##### Page excerpt

About 30 % of our patients received at least once a corticosteroid injection as a semi-invasive treatment for A1-pulley stenosis. Although the aim of this study was not to investigate the effectiveness of corticosteroids, one can well conclude that a relevant amount of patients requires surgery after initial unsuccessful injection(s), which has been demonstrated extensively by other authors [2127].

Even though scar volume was elevated by almost 75 % in group 1 3 months post surgery compared to groups 2 and 3, these changes were statistically not significant. However, this increase in group 1 should not be neglected in terms of interpretation. We are inclined to hypothesize that an incision placed directly into a fibroseptal-anchoring structure such as the distal palmar crease stimulates a more pronounced scar tissue reaction compared to incision techniques outside this crease. This might be caused by the local disruption and the subsequent cellular stimulation of this mechanically relevant structure with its predominance of connective tissue. Furthermore, an everted wound closure technique was more complex in group 1 due to the inverted nature of the distal palmar crease. Groups 2 and 3 showed almost identical scar tissue volume levels which can be interpreted as another indicator that an incision located in the crease appears to be the most denominating factor for subsequent scar tissue formation.

##########
##### Records supplied

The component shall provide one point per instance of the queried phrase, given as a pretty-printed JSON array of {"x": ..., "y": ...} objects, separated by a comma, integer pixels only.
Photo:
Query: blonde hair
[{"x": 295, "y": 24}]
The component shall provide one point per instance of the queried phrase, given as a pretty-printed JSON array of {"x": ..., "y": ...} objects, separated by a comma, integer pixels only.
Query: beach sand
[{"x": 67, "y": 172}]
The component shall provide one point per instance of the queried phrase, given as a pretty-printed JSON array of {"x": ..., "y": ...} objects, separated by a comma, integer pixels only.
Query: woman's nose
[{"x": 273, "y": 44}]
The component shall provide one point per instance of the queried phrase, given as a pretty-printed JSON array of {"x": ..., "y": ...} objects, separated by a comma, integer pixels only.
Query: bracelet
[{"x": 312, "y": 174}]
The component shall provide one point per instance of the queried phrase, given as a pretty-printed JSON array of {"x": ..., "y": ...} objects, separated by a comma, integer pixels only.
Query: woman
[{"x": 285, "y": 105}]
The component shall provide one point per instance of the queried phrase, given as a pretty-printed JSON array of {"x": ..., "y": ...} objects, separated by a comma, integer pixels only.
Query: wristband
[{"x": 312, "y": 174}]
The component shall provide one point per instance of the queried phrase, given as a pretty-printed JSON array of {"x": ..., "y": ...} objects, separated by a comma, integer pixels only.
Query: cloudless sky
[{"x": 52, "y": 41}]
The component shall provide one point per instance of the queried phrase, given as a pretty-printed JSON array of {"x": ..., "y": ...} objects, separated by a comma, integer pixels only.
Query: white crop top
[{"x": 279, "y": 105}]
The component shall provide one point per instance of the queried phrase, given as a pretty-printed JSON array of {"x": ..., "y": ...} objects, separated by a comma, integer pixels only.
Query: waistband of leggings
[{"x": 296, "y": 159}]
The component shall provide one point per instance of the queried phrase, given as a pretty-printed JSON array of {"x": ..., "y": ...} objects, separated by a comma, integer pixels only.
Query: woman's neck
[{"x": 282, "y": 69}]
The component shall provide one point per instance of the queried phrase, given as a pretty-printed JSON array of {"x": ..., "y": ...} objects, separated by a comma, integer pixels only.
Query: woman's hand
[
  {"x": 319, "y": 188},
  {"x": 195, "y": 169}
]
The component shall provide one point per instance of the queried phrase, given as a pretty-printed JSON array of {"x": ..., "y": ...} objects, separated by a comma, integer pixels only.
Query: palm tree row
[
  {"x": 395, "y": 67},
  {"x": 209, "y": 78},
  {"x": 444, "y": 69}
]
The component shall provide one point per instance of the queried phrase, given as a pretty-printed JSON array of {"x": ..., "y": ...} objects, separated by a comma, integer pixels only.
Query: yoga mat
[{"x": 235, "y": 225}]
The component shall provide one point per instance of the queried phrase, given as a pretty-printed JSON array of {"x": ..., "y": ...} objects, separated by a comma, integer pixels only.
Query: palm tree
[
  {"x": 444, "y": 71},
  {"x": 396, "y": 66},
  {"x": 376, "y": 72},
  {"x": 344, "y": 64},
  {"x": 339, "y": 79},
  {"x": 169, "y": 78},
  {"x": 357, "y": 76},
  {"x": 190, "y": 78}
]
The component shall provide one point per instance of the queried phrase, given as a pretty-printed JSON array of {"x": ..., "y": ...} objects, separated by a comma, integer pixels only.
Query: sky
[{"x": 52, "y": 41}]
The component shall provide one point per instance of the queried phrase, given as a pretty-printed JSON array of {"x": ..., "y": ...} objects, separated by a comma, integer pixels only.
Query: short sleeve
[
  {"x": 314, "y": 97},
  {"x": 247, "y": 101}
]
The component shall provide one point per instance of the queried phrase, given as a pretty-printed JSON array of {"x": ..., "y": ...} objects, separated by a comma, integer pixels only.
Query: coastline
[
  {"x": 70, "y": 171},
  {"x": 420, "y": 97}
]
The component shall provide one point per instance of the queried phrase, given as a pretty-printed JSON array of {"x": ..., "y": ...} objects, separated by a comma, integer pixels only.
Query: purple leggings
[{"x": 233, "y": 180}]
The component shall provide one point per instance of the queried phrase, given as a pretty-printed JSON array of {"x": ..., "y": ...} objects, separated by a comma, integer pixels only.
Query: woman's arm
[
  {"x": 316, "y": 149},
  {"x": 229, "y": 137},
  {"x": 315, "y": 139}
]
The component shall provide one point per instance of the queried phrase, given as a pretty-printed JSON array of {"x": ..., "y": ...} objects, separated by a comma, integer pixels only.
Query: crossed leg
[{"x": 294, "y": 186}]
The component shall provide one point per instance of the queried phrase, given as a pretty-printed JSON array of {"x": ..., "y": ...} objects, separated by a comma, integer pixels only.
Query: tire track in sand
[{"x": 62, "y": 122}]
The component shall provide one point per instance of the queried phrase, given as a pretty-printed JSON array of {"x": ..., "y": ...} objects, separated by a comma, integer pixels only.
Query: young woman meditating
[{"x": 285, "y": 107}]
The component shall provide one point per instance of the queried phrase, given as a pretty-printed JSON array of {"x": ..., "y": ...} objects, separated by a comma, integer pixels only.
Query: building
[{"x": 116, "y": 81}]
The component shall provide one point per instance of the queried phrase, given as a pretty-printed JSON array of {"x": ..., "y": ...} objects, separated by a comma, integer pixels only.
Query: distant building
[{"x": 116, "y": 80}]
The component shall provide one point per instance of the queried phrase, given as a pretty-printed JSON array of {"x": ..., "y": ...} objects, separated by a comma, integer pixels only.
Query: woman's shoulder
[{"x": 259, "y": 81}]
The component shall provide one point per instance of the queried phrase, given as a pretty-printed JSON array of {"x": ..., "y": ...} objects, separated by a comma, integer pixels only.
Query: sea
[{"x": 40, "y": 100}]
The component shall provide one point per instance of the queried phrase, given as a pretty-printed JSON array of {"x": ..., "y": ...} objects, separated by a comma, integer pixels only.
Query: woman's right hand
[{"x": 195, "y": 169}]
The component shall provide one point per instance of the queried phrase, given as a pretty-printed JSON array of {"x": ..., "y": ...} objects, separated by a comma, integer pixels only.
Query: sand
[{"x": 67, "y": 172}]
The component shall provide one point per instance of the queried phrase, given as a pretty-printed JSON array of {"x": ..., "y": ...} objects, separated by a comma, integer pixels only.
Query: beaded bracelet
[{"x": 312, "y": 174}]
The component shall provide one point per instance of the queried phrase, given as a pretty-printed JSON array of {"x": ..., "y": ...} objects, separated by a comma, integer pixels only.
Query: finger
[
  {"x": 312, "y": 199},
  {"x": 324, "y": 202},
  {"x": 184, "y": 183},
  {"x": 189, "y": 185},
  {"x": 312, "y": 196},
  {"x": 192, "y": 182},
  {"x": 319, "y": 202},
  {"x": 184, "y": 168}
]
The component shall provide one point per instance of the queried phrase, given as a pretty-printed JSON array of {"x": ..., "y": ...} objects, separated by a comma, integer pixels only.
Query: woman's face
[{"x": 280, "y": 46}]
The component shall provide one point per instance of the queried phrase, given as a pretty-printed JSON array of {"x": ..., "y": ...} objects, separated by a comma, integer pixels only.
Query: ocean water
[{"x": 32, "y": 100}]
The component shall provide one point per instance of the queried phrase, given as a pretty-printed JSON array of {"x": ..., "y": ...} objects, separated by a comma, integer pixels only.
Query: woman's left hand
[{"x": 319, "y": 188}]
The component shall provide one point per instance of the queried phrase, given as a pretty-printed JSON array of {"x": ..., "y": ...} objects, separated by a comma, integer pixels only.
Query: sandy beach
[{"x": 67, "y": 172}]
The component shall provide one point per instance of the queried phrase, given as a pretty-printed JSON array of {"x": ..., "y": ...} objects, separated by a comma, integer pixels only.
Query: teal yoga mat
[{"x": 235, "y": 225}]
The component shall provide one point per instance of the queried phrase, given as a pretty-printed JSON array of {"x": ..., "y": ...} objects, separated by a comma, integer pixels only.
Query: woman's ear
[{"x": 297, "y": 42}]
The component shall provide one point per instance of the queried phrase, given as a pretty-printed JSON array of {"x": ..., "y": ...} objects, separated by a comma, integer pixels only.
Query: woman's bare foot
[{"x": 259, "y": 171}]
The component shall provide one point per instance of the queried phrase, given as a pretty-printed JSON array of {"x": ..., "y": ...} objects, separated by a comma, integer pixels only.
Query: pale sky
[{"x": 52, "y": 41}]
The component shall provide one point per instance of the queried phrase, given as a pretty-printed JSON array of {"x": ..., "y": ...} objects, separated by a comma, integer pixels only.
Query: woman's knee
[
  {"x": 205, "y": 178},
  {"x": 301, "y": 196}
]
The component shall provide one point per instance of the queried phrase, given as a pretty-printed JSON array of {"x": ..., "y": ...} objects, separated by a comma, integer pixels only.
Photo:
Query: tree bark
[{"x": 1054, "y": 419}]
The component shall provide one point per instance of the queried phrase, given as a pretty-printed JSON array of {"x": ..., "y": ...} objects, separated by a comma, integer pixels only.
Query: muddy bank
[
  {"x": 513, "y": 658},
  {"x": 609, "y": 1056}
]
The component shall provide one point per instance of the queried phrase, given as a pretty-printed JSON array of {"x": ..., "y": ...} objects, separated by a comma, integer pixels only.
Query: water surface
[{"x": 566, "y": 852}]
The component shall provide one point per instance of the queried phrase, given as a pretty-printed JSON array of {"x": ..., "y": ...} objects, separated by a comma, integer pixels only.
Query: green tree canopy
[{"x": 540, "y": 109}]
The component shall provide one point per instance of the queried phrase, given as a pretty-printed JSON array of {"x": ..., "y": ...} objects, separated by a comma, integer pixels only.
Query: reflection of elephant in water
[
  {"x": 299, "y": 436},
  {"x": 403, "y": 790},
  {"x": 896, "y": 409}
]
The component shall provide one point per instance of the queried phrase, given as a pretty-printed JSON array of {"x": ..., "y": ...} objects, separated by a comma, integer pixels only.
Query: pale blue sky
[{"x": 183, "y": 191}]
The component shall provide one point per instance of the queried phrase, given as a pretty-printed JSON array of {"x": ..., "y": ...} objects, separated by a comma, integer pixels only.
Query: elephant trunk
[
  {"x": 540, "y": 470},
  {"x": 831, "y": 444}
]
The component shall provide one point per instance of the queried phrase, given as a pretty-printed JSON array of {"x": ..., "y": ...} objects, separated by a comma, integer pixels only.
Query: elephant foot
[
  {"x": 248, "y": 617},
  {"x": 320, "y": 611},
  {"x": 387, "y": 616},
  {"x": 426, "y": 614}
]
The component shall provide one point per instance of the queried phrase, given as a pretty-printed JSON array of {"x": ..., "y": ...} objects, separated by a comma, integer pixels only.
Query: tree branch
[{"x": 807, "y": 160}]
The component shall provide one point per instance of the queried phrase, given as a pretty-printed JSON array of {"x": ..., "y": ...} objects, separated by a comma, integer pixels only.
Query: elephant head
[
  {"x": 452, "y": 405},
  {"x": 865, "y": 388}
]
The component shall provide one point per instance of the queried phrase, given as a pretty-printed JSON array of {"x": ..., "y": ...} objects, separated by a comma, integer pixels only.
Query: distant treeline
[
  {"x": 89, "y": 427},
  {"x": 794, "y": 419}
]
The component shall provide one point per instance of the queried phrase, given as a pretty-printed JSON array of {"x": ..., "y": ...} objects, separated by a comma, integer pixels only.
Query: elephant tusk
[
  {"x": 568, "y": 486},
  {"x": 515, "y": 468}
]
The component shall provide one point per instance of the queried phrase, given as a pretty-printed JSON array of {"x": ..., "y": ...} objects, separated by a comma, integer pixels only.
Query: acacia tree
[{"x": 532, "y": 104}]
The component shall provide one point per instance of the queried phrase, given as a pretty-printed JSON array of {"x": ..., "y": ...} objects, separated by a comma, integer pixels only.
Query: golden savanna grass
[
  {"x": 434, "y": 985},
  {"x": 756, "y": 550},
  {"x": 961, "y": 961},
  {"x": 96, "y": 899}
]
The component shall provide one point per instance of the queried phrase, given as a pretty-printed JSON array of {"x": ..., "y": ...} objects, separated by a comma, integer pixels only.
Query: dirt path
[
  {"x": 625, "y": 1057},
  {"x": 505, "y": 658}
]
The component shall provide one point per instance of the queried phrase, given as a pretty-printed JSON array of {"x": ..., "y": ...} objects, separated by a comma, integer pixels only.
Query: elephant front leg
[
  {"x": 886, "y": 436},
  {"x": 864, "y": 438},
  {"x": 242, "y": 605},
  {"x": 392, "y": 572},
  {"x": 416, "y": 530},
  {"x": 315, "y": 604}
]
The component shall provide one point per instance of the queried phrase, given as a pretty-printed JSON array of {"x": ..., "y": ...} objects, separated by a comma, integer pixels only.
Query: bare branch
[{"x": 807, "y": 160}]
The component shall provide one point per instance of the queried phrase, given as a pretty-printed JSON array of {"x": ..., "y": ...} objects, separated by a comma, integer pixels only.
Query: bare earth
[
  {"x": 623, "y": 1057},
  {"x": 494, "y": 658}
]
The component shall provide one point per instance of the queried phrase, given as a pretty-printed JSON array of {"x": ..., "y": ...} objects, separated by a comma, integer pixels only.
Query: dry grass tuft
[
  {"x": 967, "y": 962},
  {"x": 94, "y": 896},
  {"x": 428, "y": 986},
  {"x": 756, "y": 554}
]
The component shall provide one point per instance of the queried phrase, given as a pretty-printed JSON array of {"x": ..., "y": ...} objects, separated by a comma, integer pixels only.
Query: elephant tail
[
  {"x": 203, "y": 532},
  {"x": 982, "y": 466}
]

##########

Required work:
[1] Answer these questions about the A1-pulley surgery excerpt:
(a) About what share of patients received at least one corticosteroid injection?
(b) By how much was scar volume elevated in group 1 three months after surgery compared to groups 2 and 3?
(c) Why was an everted wound closure technique more complex in group 1?
[2] Carry on with the A1-pulley surgery excerpt, starting after its final sentence.

Results of the tasks:
[1]
(a) About 30 % of the patients.
(b) By almost 75 %.
(c) Because of the inverted nature of the distal palmar crease.

[2]
All types of incisions and A1 pulley releases caused a significant improvement of symptoms when looking at DASH scores at 3 and 12 months. The most pronounced and fastest amelioration of symptoms were found in group 3 (longitudinal incision) indicated by a highly significant reduction of the DASH score already at 1 month postoperatively (p < 0.001). At this early time point, group 2 even exerted a slight increase and group 1 only a mild reduction (Figs. 4, 5a, b). We tend to explain these findings by the nature of the longitudinal incision: (1) excellent exposure of the A1 pulley, (2) facilitated everted wound closure and (3) tension forces parallel to the incision as opposed to scar stimulating perpendicular tension forces in horizontal incisions (group 1 and 2) when the fingers are extended. A slight disadvantage of the longitudinal incision might be its limitation in distal and proximal direction for the rare necessity to lengthen the incision. These circumstances taken together lead in our opinion to lesser tissue irritation and therefore accelerated wound healing with less scar formation in an early stage of wound healing.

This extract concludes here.